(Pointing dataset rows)

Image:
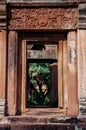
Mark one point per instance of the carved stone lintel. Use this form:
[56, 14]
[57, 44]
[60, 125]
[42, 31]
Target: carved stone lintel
[43, 18]
[82, 106]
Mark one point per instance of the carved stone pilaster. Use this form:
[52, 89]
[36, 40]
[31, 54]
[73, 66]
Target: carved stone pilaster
[82, 15]
[2, 105]
[2, 16]
[82, 106]
[81, 52]
[42, 18]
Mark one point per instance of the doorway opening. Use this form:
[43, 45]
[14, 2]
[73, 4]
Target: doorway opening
[42, 67]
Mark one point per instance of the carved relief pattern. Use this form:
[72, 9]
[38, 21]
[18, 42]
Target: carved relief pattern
[43, 18]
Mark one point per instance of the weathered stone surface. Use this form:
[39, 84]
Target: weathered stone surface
[12, 74]
[2, 16]
[72, 73]
[42, 18]
[48, 54]
[82, 106]
[82, 15]
[2, 106]
[82, 71]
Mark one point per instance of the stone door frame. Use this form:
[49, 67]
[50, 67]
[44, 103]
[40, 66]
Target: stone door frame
[67, 72]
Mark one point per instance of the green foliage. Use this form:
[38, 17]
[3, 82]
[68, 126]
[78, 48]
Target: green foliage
[39, 77]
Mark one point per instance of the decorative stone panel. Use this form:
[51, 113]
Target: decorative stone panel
[42, 18]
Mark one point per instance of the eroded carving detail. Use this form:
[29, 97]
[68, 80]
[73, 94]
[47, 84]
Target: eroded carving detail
[43, 18]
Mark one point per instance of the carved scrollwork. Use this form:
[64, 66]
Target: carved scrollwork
[43, 18]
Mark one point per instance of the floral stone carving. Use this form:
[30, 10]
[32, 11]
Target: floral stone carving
[43, 18]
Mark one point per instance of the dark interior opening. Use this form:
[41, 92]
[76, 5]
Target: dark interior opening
[42, 68]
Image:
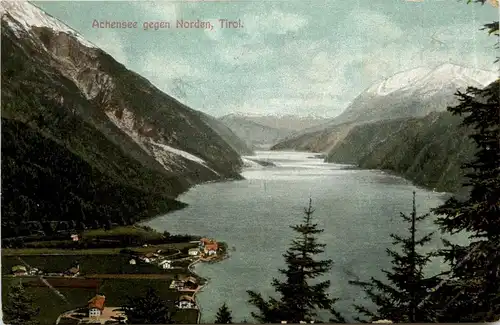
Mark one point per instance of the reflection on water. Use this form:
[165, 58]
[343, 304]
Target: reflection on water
[357, 208]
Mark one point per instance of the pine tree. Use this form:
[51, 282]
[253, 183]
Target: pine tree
[224, 315]
[403, 297]
[472, 292]
[299, 299]
[18, 308]
[148, 309]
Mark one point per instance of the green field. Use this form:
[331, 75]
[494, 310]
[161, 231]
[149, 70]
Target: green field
[89, 251]
[89, 264]
[116, 291]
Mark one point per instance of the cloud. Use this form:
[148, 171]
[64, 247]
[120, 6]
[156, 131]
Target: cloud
[275, 22]
[244, 54]
[159, 10]
[372, 26]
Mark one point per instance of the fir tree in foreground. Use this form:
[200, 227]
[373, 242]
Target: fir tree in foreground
[472, 292]
[403, 297]
[223, 315]
[299, 298]
[148, 309]
[18, 308]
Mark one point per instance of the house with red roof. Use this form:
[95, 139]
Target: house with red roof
[96, 306]
[211, 249]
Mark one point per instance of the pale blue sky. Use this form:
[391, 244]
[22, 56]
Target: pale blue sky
[293, 57]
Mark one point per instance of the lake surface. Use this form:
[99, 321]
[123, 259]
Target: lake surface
[357, 208]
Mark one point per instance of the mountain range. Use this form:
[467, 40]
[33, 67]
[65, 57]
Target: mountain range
[85, 138]
[262, 131]
[401, 124]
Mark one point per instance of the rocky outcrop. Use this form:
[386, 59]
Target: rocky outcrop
[65, 91]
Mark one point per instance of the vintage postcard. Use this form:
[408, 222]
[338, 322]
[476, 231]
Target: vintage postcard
[247, 161]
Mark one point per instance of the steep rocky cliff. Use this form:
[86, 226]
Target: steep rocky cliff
[427, 150]
[108, 124]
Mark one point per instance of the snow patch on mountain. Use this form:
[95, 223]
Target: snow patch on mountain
[166, 155]
[27, 15]
[398, 81]
[427, 82]
[183, 154]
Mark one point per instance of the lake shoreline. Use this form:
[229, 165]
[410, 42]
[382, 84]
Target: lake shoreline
[253, 213]
[207, 281]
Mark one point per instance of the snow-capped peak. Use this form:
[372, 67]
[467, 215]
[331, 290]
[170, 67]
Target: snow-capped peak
[28, 15]
[427, 80]
[398, 81]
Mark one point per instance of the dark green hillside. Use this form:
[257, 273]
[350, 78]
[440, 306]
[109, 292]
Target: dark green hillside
[428, 151]
[48, 182]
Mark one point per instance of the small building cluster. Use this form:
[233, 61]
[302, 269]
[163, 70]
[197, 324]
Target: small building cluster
[21, 270]
[185, 283]
[96, 306]
[186, 302]
[154, 258]
[208, 247]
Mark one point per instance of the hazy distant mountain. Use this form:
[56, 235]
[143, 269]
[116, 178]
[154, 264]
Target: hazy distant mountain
[412, 93]
[416, 92]
[262, 131]
[254, 134]
[284, 122]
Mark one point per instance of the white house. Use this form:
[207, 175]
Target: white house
[96, 306]
[165, 264]
[186, 302]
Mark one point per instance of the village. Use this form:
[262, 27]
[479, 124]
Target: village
[96, 311]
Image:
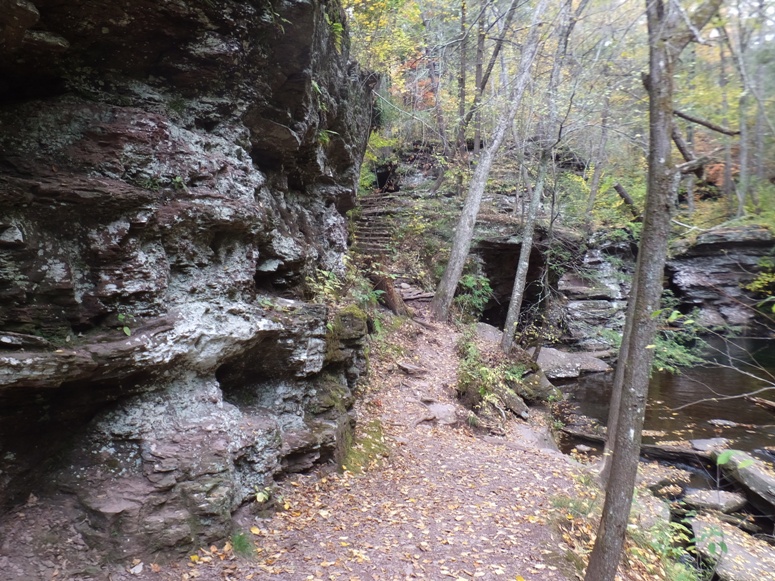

> _The exercise_:
Recast all the rows above as a Markdown table with a "No." column for the line number and a "Line" column for the line itself, skipping blank lines. Leave the pictures out of the answer.

> _Right answer_:
| No. | Line |
|---|---|
| 1 | Image: |
| 2 | Mark one point per instance of the carved stone lintel. Use this form: |
| 3 | [56, 14] |
| 4 | [57, 44] |
| 5 | [60, 125] |
| 6 | [42, 31] |
| 7 | Target: carved stone lintel |
| 8 | [43, 18] |
| 9 | [82, 106] |
| 10 | Mark one point per instance of the carved stone pilaster. Use this form: |
| 11 | [52, 89] |
| 12 | [36, 40] |
| 13 | [31, 54] |
| 14 | [73, 66] |
| 15 | Target: carved stone pilaster |
| 16 | [82, 15] |
| 17 | [2, 105] |
| 18 | [2, 16] |
| 19 | [82, 106] |
| 20 | [81, 52] |
| 21 | [42, 18] |
| 22 | Mark one point per instance of the doorway opening. Use this form: |
| 23 | [43, 45] |
| 24 | [14, 2] |
| 25 | [73, 4] |
| 26 | Target: doorway opening |
| 27 | [42, 67] |
| 28 | Mark one point per instance of the carved relief pattern. Use this form: |
| 29 | [72, 9] |
| 30 | [38, 21] |
| 31 | [18, 42] |
| 32 | Target: carved relief pattern |
| 33 | [43, 18] |
| 34 | Mark one point per instance of the weathered stone surface. Use this form: |
| 35 | [39, 84] |
| 36 | Target: weathered stone surface |
| 37 | [12, 74] |
| 38 | [2, 16] |
| 39 | [72, 73] |
| 40 | [42, 18] |
| 41 | [48, 54] |
| 42 | [82, 106] |
| 43 | [82, 15] |
| 44 | [2, 106] |
| 45 | [82, 71] |
| 46 | Mark one point per instance of the stone door frame. Use this form: |
| 47 | [49, 67] |
| 48 | [50, 67] |
| 49 | [44, 103] |
| 50 | [40, 66] |
| 51 | Target: stone door frame |
| 52 | [67, 72] |
| 53 | Mark one point per instance of the green foliage. Use this form: |
| 54 | [38, 17] |
| 55 | [3, 82] |
| 56 | [68, 126] |
| 57 | [78, 48] |
| 58 | Target: green foliage |
| 59 | [39, 77] |
| 60 | Mark one point per instance of the decorative stone panel. Use this form: |
| 61 | [51, 113] |
| 62 | Target: decorative stone panel |
| 63 | [42, 18] |
| 64 | Mark one point per instance of the eroded carving detail. Use this form: |
| 65 | [29, 97] |
| 66 | [68, 80] |
| 67 | [73, 94] |
| 68 | [47, 84] |
| 69 | Target: eroded carving detail |
| 70 | [43, 18] |
| 71 | Mark one point per instance of the carved scrollwork. Use this form: |
| 72 | [64, 66] |
| 73 | Target: carved scrollwork |
| 74 | [43, 18] |
| 75 | Mark one point per instance of the floral stone carving. Use this form: |
| 76 | [30, 10] |
| 77 | [32, 11] |
| 78 | Target: floral stone carving |
| 79 | [43, 18] |
| 80 | Mark one point per instance of the dark interior opening. Use this form: |
| 81 | [41, 92] |
| 82 | [76, 5] |
| 83 | Target: dark interior opening |
| 84 | [42, 68] |
| 85 | Image: |
| 86 | Mark one point per instance of the reflection on water. Use this form: |
| 87 | [165, 58] |
| 88 | [343, 304] |
| 89 | Target: reflection on water |
| 90 | [357, 208] |
| 91 | Mark one point per instance of the pine tree. Use this form: |
| 92 | [51, 282] |
| 93 | [253, 183] |
| 94 | Target: pine tree |
| 95 | [224, 315] |
| 96 | [403, 297] |
| 97 | [472, 292] |
| 98 | [299, 299] |
| 99 | [18, 308] |
| 100 | [148, 309] |
| 101 | Mark one point per instance of the green field. Use this form: |
| 102 | [331, 75] |
| 103 | [494, 310] |
| 104 | [161, 231] |
| 105 | [149, 70] |
| 106 | Target: green field |
| 107 | [89, 251] |
| 108 | [89, 264] |
| 109 | [116, 291] |
| 110 | Mark one point per instance of the cloud. Use this form: |
| 111 | [148, 171] |
| 112 | [64, 247] |
| 113 | [120, 6] |
| 114 | [156, 131] |
| 115 | Target: cloud |
| 116 | [275, 22] |
| 117 | [244, 54] |
| 118 | [159, 10] |
| 119 | [372, 26] |
| 120 | Mark one point per instance of the fir tree in foreground. Use this form: |
| 121 | [200, 227] |
| 122 | [373, 242] |
| 123 | Target: fir tree in foreground |
| 124 | [472, 292] |
| 125 | [403, 297] |
| 126 | [223, 315] |
| 127 | [299, 298] |
| 128 | [148, 309] |
| 129 | [18, 308] |
| 130 | Mark one point per instance of the house with red roof. Use this form: |
| 131 | [95, 139] |
| 132 | Target: house with red roof |
| 133 | [96, 306] |
| 134 | [211, 249] |
| 135 | Mark one point per instance of the pale blue sky. Use this form: |
| 136 | [391, 244] |
| 137 | [22, 56] |
| 138 | Target: pale blue sky |
| 139 | [293, 57] |
| 140 | Mark one point per instance of the lake surface. Use this form: |
| 141 | [99, 321] |
| 142 | [123, 259] |
| 143 | Target: lake surface |
| 144 | [357, 208] |
| 145 | Mark one point per instance of the mountain range. Use this form: |
| 146 | [467, 40] |
| 147 | [33, 67] |
| 148 | [65, 57] |
| 149 | Target: mountain range |
| 150 | [85, 138] |
| 151 | [262, 131] |
| 152 | [401, 124] |
| 153 | Mark one point per instance of the rocky outcrop. Use this form: |
| 154 | [386, 59] |
| 155 | Target: rocky outcrop |
| 156 | [65, 91] |
| 157 | Mark one point per instance of the vintage postcard. Use this form: |
| 158 | [408, 222] |
| 159 | [338, 322] |
| 160 | [476, 231] |
| 161 | Target: vintage postcard |
| 162 | [247, 161] |
| 163 | Mark one point per instance of the steep rocky cliff. Use this form: |
| 164 | [86, 226] |
| 165 | Target: steep rocky cliff |
| 166 | [427, 150] |
| 167 | [108, 124] |
| 168 | Mark one point per instance of the snow patch on mountain. Use this form: |
| 169 | [95, 223] |
| 170 | Target: snow patch on mountain |
| 171 | [166, 155] |
| 172 | [27, 15] |
| 173 | [398, 81] |
| 174 | [427, 82] |
| 175 | [183, 154] |
| 176 | Mark one point per instance of the lake shoreline. Use this form: |
| 177 | [229, 165] |
| 178 | [410, 42] |
| 179 | [382, 84] |
| 180 | Target: lake shoreline |
| 181 | [253, 213] |
| 182 | [207, 281] |
| 183 | Mark one point per instance of the snow-capped peak. Use this form: |
| 184 | [372, 67] |
| 185 | [467, 215] |
| 186 | [331, 290] |
| 187 | [170, 67] |
| 188 | Target: snow-capped peak |
| 189 | [28, 15] |
| 190 | [427, 80] |
| 191 | [398, 81] |
| 192 | Mark one point per instance of the dark green hillside. Use this form: |
| 193 | [257, 273] |
| 194 | [350, 78] |
| 195 | [440, 306] |
| 196 | [109, 292] |
| 197 | Target: dark green hillside |
| 198 | [428, 151] |
| 199 | [48, 182] |
| 200 | Mark one point per instance of the small building cluster. Use this form: |
| 201 | [233, 61] |
| 202 | [302, 269] |
| 203 | [163, 70] |
| 204 | [197, 324] |
| 205 | Target: small building cluster |
| 206 | [21, 270] |
| 207 | [185, 283] |
| 208 | [96, 306] |
| 209 | [186, 302] |
| 210 | [154, 258] |
| 211 | [208, 247] |
| 212 | Mark one point per instance of the hazy distant mountain. Use this form: |
| 213 | [56, 235] |
| 214 | [143, 269] |
| 215 | [116, 178] |
| 216 | [154, 264] |
| 217 | Target: hazy distant mountain |
| 218 | [412, 93] |
| 219 | [416, 92] |
| 220 | [262, 131] |
| 221 | [254, 134] |
| 222 | [284, 122] |
| 223 | Mark one point per instance of the white house. Use this form: |
| 224 | [207, 175] |
| 225 | Target: white house |
| 226 | [96, 306] |
| 227 | [165, 264] |
| 228 | [186, 302] |
| 229 | Mark one point per instance of the village. Use this form: |
| 230 | [262, 27] |
| 231 | [479, 124] |
| 232 | Target: village |
| 233 | [96, 311] |
| 234 | Image: |